### What the task asks
Rewrite the lines of the listing between the line holding "target | open mouth" and the line holding "<point>421,31</point>", inclusive, as a JSON list of strings with one string per line and blank lines dropped. Leave the pictures out of the answer.

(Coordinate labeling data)
— START —

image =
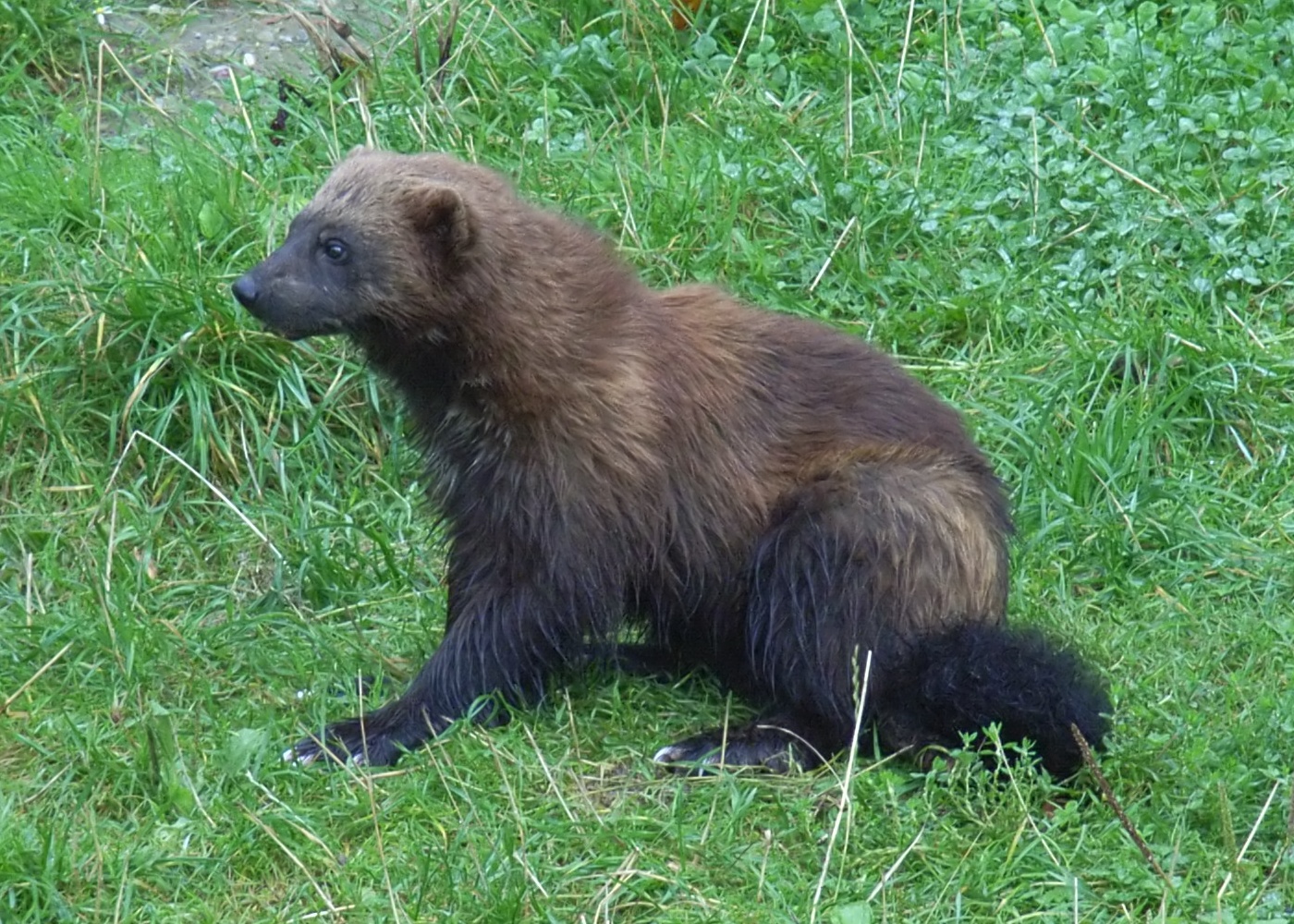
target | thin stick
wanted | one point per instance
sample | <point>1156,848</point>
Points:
<point>1249,840</point>
<point>844,788</point>
<point>47,665</point>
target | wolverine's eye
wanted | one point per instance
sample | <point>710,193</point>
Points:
<point>336,250</point>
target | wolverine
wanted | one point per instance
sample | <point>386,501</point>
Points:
<point>665,480</point>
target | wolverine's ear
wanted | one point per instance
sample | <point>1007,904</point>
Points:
<point>444,219</point>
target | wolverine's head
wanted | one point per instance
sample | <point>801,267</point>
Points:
<point>375,249</point>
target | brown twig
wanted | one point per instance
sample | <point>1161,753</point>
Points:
<point>417,45</point>
<point>1116,807</point>
<point>446,47</point>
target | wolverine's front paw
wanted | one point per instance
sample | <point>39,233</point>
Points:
<point>375,739</point>
<point>752,746</point>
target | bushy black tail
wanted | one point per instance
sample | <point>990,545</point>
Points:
<point>973,675</point>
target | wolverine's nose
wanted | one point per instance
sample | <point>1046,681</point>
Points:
<point>245,290</point>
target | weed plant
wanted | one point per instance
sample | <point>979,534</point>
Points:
<point>1071,220</point>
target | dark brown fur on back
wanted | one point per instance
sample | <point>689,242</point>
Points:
<point>759,493</point>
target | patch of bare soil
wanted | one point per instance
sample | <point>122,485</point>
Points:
<point>197,48</point>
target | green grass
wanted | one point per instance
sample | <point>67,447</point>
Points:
<point>1073,222</point>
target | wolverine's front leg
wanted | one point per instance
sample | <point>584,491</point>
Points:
<point>508,630</point>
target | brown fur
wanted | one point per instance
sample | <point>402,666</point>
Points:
<point>759,493</point>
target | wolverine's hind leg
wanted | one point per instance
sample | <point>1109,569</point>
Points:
<point>880,548</point>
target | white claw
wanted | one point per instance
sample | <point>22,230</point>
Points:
<point>666,755</point>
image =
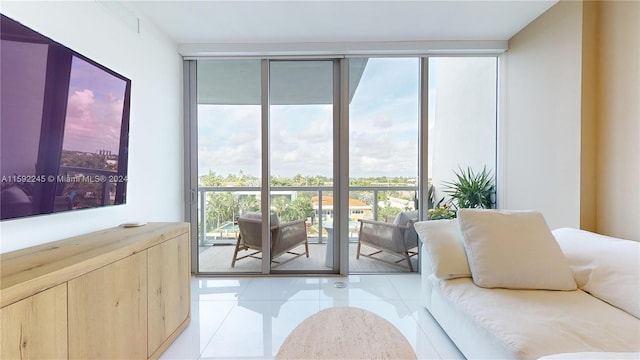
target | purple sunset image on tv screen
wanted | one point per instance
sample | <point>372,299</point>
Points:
<point>64,123</point>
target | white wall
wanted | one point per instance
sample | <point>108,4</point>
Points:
<point>618,123</point>
<point>152,63</point>
<point>464,130</point>
<point>539,155</point>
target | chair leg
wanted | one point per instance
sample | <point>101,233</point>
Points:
<point>235,253</point>
<point>406,255</point>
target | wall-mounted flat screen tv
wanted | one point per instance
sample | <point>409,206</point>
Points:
<point>64,125</point>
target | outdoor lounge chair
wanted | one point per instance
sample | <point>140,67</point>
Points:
<point>284,237</point>
<point>398,238</point>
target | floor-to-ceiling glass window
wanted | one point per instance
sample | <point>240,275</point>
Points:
<point>229,160</point>
<point>271,140</point>
<point>301,115</point>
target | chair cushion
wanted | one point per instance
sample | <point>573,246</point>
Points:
<point>275,221</point>
<point>410,237</point>
<point>513,249</point>
<point>404,217</point>
<point>443,241</point>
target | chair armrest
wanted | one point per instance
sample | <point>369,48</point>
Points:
<point>377,223</point>
<point>292,223</point>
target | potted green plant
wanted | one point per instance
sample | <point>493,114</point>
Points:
<point>471,189</point>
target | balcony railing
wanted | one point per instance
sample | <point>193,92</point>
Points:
<point>228,236</point>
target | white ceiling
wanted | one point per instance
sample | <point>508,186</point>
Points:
<point>306,21</point>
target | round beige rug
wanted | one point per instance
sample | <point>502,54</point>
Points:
<point>345,333</point>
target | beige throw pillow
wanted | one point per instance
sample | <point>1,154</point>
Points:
<point>514,250</point>
<point>443,242</point>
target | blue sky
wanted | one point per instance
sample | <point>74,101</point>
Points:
<point>383,130</point>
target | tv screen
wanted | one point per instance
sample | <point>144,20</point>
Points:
<point>64,124</point>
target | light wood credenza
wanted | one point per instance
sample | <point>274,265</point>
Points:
<point>119,293</point>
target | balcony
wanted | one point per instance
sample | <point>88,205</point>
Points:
<point>219,206</point>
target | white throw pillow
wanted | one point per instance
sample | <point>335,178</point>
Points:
<point>443,242</point>
<point>606,267</point>
<point>513,250</point>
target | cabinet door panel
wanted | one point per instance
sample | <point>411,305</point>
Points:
<point>36,327</point>
<point>108,311</point>
<point>169,288</point>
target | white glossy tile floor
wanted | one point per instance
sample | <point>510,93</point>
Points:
<point>249,318</point>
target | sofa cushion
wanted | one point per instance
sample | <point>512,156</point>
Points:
<point>606,267</point>
<point>529,324</point>
<point>513,249</point>
<point>443,242</point>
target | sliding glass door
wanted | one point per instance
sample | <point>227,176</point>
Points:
<point>383,151</point>
<point>264,135</point>
<point>301,116</point>
<point>317,147</point>
<point>229,153</point>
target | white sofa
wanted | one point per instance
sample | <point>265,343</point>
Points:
<point>503,286</point>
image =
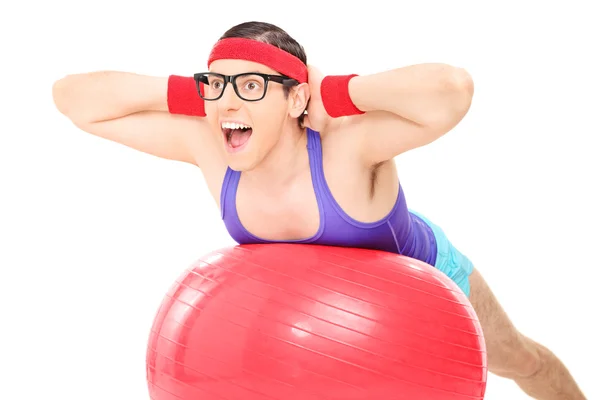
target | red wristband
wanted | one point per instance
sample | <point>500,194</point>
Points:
<point>183,98</point>
<point>335,96</point>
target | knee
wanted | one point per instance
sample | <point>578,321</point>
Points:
<point>519,360</point>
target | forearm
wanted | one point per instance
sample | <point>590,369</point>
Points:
<point>426,94</point>
<point>106,95</point>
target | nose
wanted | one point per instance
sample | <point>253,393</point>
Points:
<point>229,101</point>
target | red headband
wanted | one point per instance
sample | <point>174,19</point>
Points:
<point>262,53</point>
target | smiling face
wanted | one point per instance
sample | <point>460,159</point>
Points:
<point>249,130</point>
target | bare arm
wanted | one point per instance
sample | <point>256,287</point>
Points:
<point>131,109</point>
<point>406,108</point>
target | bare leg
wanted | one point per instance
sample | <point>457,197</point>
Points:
<point>534,368</point>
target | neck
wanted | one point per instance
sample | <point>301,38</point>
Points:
<point>285,161</point>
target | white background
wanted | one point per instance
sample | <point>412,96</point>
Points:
<point>93,233</point>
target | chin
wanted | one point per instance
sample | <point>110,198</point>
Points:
<point>241,162</point>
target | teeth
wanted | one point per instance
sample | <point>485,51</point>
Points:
<point>233,125</point>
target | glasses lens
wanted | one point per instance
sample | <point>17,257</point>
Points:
<point>250,86</point>
<point>211,86</point>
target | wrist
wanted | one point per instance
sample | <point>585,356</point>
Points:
<point>183,97</point>
<point>335,94</point>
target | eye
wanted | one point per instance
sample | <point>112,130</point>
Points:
<point>251,85</point>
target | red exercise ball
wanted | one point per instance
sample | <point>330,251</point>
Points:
<point>311,322</point>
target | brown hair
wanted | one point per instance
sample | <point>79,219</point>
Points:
<point>273,35</point>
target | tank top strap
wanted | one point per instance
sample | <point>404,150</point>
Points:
<point>315,153</point>
<point>228,191</point>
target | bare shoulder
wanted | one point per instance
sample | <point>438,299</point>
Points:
<point>364,191</point>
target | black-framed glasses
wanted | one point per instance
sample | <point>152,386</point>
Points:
<point>249,86</point>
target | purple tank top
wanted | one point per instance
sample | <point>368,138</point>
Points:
<point>399,232</point>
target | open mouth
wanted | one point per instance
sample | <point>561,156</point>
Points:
<point>236,134</point>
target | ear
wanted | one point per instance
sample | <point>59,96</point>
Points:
<point>298,100</point>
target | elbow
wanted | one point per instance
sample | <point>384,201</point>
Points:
<point>59,96</point>
<point>458,91</point>
<point>463,89</point>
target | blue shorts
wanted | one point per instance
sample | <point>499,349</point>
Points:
<point>449,260</point>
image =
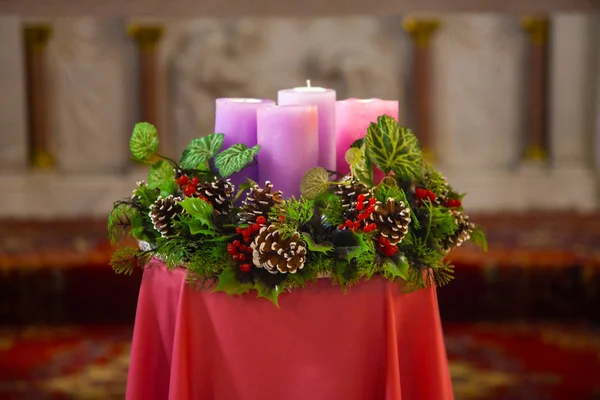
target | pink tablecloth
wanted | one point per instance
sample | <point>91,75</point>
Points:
<point>372,343</point>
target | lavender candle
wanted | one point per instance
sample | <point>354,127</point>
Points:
<point>353,117</point>
<point>289,139</point>
<point>236,118</point>
<point>324,99</point>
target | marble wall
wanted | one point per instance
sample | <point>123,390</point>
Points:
<point>479,103</point>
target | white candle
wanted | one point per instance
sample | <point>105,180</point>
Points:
<point>324,99</point>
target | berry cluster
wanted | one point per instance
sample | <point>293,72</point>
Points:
<point>251,229</point>
<point>423,194</point>
<point>365,211</point>
<point>240,252</point>
<point>386,247</point>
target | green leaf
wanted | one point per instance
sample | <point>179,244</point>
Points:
<point>144,141</point>
<point>314,182</point>
<point>362,168</point>
<point>201,150</point>
<point>478,237</point>
<point>200,210</point>
<point>392,147</point>
<point>230,285</point>
<point>235,158</point>
<point>271,294</point>
<point>316,247</point>
<point>392,270</point>
<point>161,176</point>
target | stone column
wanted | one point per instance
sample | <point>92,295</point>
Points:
<point>13,110</point>
<point>537,133</point>
<point>36,39</point>
<point>147,38</point>
<point>421,31</point>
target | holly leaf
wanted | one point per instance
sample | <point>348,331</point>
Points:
<point>478,237</point>
<point>392,147</point>
<point>200,210</point>
<point>314,182</point>
<point>398,269</point>
<point>230,285</point>
<point>144,141</point>
<point>271,294</point>
<point>162,176</point>
<point>201,150</point>
<point>235,158</point>
<point>316,247</point>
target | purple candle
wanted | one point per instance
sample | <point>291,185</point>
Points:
<point>236,118</point>
<point>289,139</point>
<point>353,117</point>
<point>324,99</point>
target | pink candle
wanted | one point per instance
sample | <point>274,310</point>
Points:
<point>353,117</point>
<point>289,141</point>
<point>324,99</point>
<point>236,118</point>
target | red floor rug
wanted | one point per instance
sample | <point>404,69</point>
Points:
<point>487,362</point>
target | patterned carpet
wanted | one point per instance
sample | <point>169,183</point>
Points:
<point>487,361</point>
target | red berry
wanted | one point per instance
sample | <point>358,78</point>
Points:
<point>183,180</point>
<point>421,193</point>
<point>189,190</point>
<point>245,267</point>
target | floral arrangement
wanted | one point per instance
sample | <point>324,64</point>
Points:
<point>347,228</point>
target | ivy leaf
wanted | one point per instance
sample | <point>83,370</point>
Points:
<point>235,158</point>
<point>478,237</point>
<point>271,294</point>
<point>314,182</point>
<point>399,269</point>
<point>392,147</point>
<point>230,285</point>
<point>125,260</point>
<point>200,210</point>
<point>162,176</point>
<point>316,247</point>
<point>144,141</point>
<point>201,150</point>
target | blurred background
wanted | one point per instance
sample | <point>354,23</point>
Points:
<point>506,106</point>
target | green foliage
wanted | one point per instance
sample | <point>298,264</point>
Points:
<point>201,150</point>
<point>162,177</point>
<point>200,210</point>
<point>144,141</point>
<point>478,237</point>
<point>394,148</point>
<point>235,158</point>
<point>314,182</point>
<point>119,221</point>
<point>126,259</point>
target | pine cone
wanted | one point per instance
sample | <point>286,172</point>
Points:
<point>219,193</point>
<point>462,233</point>
<point>275,254</point>
<point>162,213</point>
<point>392,219</point>
<point>259,202</point>
<point>349,195</point>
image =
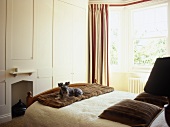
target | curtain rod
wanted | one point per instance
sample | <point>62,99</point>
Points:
<point>127,4</point>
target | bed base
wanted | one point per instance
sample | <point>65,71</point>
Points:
<point>30,99</point>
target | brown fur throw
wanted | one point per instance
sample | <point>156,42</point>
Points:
<point>90,90</point>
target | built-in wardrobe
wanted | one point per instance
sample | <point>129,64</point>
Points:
<point>42,43</point>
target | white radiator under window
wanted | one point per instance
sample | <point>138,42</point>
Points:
<point>135,85</point>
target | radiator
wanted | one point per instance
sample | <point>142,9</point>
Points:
<point>135,85</point>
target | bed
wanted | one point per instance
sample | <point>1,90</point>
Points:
<point>82,113</point>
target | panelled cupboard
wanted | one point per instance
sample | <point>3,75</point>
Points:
<point>45,42</point>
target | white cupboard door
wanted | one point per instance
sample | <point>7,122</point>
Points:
<point>2,59</point>
<point>79,45</point>
<point>62,42</point>
<point>20,28</point>
<point>2,33</point>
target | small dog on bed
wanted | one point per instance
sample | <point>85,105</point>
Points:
<point>66,91</point>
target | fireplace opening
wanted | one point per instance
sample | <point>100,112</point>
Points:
<point>18,96</point>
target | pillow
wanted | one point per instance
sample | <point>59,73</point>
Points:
<point>131,112</point>
<point>153,99</point>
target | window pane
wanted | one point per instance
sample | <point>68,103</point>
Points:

— END —

### Right answer
[
  "target | open mouth",
  "wanted | one point per instance",
  "sample | <point>561,156</point>",
  "Points:",
  "<point>236,134</point>",
  "target | ear",
  "wanted | one point per instance",
  "sample | <point>59,96</point>",
  "Points:",
  "<point>298,100</point>",
  "target | elbow",
  "wanted | one point per instance",
  "sample | <point>384,201</point>",
  "Points:",
  "<point>59,96</point>",
  "<point>458,91</point>",
  "<point>463,89</point>",
  "target | blue shorts",
  "wanted | one point per instance",
  "sample | <point>499,349</point>",
  "Points:",
  "<point>449,260</point>",
  "image =",
  "target | pink tablecloth",
  "wanted | one point per instance",
  "sample | <point>91,75</point>",
  "Points:",
  "<point>372,343</point>",
  "target | lavender candle",
  "wanted | one point per instance",
  "sample | <point>354,127</point>",
  "Points:",
  "<point>353,117</point>",
  "<point>289,139</point>",
  "<point>236,118</point>",
  "<point>324,99</point>",
  "target | marble wall",
  "wanted | one point per instance",
  "sample | <point>123,390</point>",
  "Points:",
  "<point>479,103</point>",
  "target | white candle",
  "wanted | one point per instance",
  "sample | <point>105,180</point>",
  "Points:",
  "<point>324,99</point>",
  "target | berry cluster",
  "wanted | one point per instance",
  "sample | <point>293,72</point>",
  "Points:",
  "<point>251,229</point>",
  "<point>423,194</point>",
  "<point>365,211</point>",
  "<point>240,252</point>",
  "<point>386,247</point>",
  "target | green leaf",
  "wanted | one point per instance",
  "sample | <point>179,244</point>",
  "Points:",
  "<point>144,141</point>",
  "<point>314,182</point>",
  "<point>362,168</point>",
  "<point>201,150</point>",
  "<point>478,237</point>",
  "<point>200,210</point>",
  "<point>392,147</point>",
  "<point>230,285</point>",
  "<point>235,158</point>",
  "<point>271,294</point>",
  "<point>316,247</point>",
  "<point>392,270</point>",
  "<point>161,176</point>",
  "target | stone column",
  "wanted | one point per instance",
  "sample | <point>92,295</point>",
  "Points:",
  "<point>13,110</point>",
  "<point>537,133</point>",
  "<point>36,39</point>",
  "<point>147,38</point>",
  "<point>421,31</point>"
]